[Opening Records to process section]

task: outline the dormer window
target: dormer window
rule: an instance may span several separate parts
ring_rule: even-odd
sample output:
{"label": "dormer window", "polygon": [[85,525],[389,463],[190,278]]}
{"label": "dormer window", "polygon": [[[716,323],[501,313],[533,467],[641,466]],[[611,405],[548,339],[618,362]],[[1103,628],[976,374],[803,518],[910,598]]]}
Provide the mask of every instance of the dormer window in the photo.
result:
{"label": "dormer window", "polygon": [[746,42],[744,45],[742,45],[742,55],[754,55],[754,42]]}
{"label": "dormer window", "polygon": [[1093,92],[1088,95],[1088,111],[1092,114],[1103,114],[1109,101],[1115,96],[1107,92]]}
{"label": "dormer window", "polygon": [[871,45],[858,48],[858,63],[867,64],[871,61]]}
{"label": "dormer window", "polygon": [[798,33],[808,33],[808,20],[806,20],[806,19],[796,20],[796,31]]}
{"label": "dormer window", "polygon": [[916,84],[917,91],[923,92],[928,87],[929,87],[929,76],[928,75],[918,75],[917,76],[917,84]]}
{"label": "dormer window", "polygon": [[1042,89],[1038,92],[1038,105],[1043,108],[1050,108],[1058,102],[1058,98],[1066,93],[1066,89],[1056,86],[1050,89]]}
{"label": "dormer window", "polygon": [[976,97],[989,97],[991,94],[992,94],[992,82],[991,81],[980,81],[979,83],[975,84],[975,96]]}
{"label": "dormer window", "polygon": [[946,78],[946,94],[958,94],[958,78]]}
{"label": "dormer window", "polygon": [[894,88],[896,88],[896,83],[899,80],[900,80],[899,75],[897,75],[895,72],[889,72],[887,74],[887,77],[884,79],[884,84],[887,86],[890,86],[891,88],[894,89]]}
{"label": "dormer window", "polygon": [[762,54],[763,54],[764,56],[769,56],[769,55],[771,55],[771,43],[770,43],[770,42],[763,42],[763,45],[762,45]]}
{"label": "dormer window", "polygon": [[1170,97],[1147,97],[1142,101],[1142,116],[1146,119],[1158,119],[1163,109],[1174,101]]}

[Closing Records to process section]

- **Directions for this task**: Among the lines of the records, copy out each one that contains the word "instance".

- **Answer box**:
rule: an instance may span several separate parts
Provide the mask of every instance of the dormer window in the photo.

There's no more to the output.